From the records below, please repeat exactly the line that has "Task: Where can the man's ear", the line that has "Target: man's bald head", and every line between them, and nothing else.

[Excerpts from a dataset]
===

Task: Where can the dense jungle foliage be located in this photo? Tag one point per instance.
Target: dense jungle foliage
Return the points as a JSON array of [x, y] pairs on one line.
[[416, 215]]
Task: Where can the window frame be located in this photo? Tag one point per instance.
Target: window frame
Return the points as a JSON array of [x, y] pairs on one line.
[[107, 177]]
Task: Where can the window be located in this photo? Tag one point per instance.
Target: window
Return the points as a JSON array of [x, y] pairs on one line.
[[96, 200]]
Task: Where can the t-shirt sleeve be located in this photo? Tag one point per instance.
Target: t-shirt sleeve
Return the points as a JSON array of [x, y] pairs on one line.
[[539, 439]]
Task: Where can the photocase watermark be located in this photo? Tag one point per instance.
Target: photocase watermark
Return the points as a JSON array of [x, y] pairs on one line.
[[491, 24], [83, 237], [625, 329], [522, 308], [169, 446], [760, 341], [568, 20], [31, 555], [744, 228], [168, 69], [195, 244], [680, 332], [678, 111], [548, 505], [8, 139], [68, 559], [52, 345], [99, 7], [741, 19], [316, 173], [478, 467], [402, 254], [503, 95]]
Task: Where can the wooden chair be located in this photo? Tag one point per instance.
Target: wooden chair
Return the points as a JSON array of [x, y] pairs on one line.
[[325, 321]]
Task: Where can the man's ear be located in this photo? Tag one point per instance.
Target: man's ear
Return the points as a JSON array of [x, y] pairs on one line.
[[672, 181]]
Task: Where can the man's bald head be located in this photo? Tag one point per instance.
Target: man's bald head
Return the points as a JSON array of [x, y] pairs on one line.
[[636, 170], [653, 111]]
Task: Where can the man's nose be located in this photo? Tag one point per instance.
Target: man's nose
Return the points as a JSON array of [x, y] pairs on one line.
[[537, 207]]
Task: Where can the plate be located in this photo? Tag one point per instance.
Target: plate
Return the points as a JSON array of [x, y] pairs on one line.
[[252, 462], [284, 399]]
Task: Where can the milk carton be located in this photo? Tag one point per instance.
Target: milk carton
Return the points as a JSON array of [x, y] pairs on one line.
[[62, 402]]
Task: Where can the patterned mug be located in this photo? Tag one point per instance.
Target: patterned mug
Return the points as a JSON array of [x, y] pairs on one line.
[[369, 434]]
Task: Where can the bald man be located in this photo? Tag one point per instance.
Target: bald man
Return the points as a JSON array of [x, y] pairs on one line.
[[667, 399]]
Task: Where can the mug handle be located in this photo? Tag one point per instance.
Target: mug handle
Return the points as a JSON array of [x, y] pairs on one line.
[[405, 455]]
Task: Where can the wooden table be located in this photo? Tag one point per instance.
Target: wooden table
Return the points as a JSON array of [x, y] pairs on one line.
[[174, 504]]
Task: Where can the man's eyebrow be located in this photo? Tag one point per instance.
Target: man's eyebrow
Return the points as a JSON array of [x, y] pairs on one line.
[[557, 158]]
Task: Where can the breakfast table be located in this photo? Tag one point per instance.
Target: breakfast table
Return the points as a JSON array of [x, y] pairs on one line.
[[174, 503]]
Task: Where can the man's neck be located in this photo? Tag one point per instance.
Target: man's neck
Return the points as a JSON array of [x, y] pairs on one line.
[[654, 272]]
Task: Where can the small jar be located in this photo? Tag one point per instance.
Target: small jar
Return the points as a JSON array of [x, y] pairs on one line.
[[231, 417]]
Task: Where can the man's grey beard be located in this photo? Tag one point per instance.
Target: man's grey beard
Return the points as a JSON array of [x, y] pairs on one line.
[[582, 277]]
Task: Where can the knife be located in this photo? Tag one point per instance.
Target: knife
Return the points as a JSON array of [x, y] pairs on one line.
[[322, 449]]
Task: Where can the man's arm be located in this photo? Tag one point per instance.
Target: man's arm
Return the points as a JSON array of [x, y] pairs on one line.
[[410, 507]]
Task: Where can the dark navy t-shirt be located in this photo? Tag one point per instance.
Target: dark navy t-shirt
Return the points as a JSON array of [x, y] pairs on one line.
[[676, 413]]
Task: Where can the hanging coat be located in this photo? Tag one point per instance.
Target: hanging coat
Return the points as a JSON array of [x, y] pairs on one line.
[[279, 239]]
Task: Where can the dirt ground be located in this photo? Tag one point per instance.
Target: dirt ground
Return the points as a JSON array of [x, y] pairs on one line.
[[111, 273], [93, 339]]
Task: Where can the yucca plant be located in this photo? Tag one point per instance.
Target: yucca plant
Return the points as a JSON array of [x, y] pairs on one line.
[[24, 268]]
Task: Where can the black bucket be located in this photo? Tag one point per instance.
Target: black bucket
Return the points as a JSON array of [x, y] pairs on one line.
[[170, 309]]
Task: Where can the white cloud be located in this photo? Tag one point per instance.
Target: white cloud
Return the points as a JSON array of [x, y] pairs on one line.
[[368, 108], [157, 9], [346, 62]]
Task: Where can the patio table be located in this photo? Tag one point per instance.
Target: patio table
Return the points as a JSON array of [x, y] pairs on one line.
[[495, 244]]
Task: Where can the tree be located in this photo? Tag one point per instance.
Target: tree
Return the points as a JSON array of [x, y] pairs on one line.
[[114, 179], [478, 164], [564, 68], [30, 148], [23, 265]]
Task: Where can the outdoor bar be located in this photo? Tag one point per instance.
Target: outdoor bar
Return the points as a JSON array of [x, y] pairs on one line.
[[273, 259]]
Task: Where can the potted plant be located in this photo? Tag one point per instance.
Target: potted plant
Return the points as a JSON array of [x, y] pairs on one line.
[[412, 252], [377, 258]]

===

■ Exercise solution ■
Task: Where can the man's ear be located in this photo? Tag one point per instance.
Target: man's ear
Return the points as a JSON array of [x, y] pairs on one line.
[[672, 181]]
Task: Where can the man's bald head be located in this photo? Tag one point per instance.
Target: man's bald head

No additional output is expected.